:: TEKST DO CZYTANIA ::
════════════════════
Na przykład sprawy kadrowe. Od samego początku w jednych powiatach było więcej zakażeń, w innych mniej. To sprawiało, że obciążenie pracą było nierówne. Do tego dochodziły absencje. Bywało, że po zakażeniu pracowników cała stacja była zamykana i nie miał kto wykonywać zadań, czyli przeprowadzać wywiadów epidemiologicznych, identyfikować ognisk zakażenia, ustalać listy kontaktów w celu ewentualnego nałożenia kwarantanny czy izolacji, wprowadzać danych. System pozwolił wyeliminować te ryzyka. Pozwolił też na bardziej elastyczne zarządzanie pracownikami. Dzięki zarządzaniu z poziomu województwa w zadania byli włączeni wszyscy pracownicy. Zakres ich działania był szerszy, nie było problemu, co zrobić, gdy jakieś osoby nie mogły być w pracy.
Pracownicy mogli obsługiwać pacjentów w innym województwie?
To też się zdarzało. Na wiosnę 2021 r., kiedy pandemia swoje żniwa zbierała w woj. mazowieckim, z pomocą przyszły inne województwa i ich pracownicy. Wykonywanie zadań związanych z epidemią stało się tym samym ogólnopolskie, a dzięki cyfryzacji pracownicy inspekcji mogą realizować zadania z dotychczasowego miejsca zatrudnienia. Zniknął papierowy obieg dokumentów. Wszystkie dane od razu trafiały do systemu, zagwarantowano też lepszy dostęp do nich.
Kiedy doszło do zmiany?
System zaczął działać już na jesieni 2020 r. Na początku jednak zmierzał w innym kierunku. Miał tylko usprawnić relacje klientów z pracownikami stacji. Pamiętajmy, że początek pandemii to czas, w którym nie można było się dodzwonić do sanepidów. Pracy było dużo, a kadra była okrojona. Potem zapadła decyzja, by system rozwijać o inne funkcjonalności, co sprawiło, że sanepid zaczął zmieniać oblicze.
A jak się sprawdziło nowe narzędzie w komunikacji z klientami?
════════════════════
:: DANE ŹRÓDŁOWE ::

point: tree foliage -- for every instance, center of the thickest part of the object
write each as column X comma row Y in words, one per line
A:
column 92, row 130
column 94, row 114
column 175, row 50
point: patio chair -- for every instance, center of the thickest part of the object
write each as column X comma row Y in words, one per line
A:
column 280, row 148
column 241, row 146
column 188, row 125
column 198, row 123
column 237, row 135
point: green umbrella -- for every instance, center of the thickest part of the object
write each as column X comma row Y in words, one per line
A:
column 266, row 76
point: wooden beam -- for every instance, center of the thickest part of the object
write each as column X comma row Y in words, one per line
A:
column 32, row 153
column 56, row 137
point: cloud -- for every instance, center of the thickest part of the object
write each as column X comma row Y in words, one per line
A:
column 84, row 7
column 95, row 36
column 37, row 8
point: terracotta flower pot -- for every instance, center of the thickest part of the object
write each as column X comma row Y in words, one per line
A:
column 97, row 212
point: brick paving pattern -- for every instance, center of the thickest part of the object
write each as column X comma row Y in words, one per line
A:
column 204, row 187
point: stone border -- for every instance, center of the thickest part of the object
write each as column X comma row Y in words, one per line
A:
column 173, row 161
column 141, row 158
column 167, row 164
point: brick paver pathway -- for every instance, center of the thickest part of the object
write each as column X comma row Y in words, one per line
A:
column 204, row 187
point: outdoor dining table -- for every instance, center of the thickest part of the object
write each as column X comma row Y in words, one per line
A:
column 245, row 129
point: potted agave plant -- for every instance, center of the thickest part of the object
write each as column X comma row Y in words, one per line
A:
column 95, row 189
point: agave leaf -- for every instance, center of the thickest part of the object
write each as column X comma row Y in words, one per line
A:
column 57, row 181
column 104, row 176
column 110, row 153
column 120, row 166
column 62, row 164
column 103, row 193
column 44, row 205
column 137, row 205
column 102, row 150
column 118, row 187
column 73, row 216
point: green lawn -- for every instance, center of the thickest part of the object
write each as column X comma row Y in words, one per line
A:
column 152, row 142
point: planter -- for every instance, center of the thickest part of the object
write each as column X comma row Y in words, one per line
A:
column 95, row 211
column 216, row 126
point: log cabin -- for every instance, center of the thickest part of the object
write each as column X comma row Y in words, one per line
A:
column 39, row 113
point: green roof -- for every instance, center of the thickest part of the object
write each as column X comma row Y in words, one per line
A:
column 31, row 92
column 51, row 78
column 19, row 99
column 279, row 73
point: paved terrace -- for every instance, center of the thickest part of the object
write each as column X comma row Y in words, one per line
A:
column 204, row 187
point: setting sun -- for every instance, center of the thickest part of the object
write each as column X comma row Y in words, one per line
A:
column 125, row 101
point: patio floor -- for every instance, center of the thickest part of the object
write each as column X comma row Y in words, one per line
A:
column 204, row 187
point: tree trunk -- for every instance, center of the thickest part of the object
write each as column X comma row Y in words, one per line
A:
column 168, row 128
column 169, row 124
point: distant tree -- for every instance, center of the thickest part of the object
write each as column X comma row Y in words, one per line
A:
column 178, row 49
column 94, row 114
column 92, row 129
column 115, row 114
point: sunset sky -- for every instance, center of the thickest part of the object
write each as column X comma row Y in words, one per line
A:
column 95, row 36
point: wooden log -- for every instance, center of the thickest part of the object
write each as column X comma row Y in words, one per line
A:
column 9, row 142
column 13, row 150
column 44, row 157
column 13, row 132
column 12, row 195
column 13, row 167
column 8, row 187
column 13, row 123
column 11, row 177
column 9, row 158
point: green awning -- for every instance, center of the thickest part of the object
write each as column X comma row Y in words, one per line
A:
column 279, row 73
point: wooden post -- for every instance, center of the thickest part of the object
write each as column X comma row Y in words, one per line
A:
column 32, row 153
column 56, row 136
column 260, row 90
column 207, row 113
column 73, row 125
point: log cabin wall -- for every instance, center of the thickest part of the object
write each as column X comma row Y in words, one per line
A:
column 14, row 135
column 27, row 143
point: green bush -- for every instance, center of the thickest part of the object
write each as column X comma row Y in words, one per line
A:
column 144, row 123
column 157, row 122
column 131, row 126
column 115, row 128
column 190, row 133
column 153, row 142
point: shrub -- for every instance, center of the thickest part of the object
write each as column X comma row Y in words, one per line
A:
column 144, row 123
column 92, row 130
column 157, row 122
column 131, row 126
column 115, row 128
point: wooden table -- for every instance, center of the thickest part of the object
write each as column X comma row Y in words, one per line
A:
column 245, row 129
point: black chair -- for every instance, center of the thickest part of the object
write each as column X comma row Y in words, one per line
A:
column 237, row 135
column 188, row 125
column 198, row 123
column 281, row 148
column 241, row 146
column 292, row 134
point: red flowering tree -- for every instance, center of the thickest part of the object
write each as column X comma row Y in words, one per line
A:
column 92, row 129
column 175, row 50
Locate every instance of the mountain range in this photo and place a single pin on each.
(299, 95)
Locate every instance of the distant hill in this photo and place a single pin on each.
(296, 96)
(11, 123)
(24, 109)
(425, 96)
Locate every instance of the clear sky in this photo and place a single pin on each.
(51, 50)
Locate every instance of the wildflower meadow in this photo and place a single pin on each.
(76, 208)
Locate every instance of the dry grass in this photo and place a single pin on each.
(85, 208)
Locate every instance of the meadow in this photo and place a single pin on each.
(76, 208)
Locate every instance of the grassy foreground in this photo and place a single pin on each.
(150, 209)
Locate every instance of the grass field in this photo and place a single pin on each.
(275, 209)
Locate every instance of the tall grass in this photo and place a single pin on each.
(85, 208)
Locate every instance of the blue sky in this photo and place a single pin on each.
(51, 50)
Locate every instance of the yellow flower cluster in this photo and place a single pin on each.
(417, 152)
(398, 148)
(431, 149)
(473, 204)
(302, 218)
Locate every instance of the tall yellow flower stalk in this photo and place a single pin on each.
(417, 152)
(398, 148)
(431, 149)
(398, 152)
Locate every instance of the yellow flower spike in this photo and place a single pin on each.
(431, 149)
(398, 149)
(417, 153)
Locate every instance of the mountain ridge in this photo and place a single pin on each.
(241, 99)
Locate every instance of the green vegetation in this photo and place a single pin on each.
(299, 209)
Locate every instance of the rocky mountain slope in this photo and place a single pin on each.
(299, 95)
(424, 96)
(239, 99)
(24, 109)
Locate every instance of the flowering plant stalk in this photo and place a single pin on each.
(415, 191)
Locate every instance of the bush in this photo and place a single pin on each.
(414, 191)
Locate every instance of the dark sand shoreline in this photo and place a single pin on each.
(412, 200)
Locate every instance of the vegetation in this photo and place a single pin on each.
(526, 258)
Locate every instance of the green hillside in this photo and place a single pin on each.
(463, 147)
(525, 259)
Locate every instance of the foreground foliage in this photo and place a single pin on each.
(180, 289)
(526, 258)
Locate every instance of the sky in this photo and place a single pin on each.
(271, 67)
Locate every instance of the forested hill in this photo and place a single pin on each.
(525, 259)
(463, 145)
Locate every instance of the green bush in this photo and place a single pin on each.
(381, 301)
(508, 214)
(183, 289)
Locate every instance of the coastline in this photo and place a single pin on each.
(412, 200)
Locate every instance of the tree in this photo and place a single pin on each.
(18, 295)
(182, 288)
════════════════════
:: ZADANIE ::
Odpowiedz na podstawie tekstu o pracy sanepidu w pandemii:
(a) Co bywało zamykane po zakażeniu pracowników?
(b) W którym województwie pandemia zbierała żniwa wiosną 2021 r.?
(c) Kiedy system zaczął działać?

:: ROZWIĄZANIE ::
(a) Cała stacja.
(b) W województwie mazowieckim.
(c) Jesienią 2020 r.